Record set:
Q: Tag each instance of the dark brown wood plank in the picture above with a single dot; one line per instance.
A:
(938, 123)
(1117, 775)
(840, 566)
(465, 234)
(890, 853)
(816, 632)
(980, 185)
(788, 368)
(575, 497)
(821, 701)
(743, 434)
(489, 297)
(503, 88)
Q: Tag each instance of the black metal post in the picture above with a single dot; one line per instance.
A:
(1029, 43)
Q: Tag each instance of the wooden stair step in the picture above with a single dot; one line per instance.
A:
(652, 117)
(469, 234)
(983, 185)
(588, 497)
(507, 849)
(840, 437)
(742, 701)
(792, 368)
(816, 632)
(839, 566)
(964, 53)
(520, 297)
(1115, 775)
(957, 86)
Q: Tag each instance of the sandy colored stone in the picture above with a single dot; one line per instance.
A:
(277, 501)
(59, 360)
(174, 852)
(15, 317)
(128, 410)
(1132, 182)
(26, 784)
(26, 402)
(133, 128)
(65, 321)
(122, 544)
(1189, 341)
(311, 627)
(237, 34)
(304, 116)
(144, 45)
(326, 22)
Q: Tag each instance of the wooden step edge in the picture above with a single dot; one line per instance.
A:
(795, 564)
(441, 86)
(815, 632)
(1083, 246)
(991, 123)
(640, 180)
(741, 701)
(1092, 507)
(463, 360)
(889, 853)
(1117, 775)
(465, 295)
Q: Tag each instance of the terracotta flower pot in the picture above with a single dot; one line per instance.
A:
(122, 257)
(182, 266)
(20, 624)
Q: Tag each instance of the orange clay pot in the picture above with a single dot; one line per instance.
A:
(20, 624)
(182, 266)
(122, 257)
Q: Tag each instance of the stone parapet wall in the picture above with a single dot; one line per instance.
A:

Written task: Can you reproduce all of the material above with every "dot" changed to "point" and nothing else altered?

Solution to the exercise:
Q: Tag each instance of the dark brown wood plank in the picture above with a single point; one line per instance.
A:
(938, 123)
(1117, 775)
(840, 566)
(465, 234)
(890, 853)
(816, 632)
(980, 185)
(788, 368)
(575, 497)
(821, 701)
(743, 434)
(489, 297)
(503, 88)
Q: Tag each instance of the black metal post in the picture above with a single point; one line per instance.
A:
(1029, 43)
Q: Tag each instance of the wooden stair step in the picture above with a single point; one line per instance.
A:
(652, 117)
(469, 234)
(983, 185)
(588, 497)
(507, 849)
(840, 437)
(742, 701)
(792, 368)
(816, 632)
(839, 566)
(964, 53)
(520, 297)
(1115, 775)
(957, 86)
Q: Tag each instance of the sandy colored stone in the picture above with a single point; one line per instance.
A:
(277, 501)
(59, 360)
(174, 852)
(15, 317)
(128, 410)
(1132, 182)
(26, 784)
(26, 402)
(133, 128)
(65, 321)
(122, 544)
(1189, 341)
(311, 627)
(237, 34)
(304, 116)
(144, 45)
(326, 22)
Q: Tag each instance of the wooden step edge in the picture above with a single point; one line per instance.
A:
(795, 564)
(441, 86)
(815, 632)
(1083, 246)
(991, 123)
(640, 180)
(741, 701)
(1092, 507)
(463, 360)
(889, 853)
(1117, 775)
(465, 295)
Q: Tag each instance of the terracotta flower pot in the picture above with a single point; one line per instance.
A:
(122, 257)
(182, 266)
(20, 624)
Q: Tag each instance of the orange clay pot in the picture above with a single point; one line per instance.
A:
(20, 624)
(182, 266)
(122, 257)
Q: Tag each instance of the stone parapet wall in the picture above with a single point; one line per instance.
A:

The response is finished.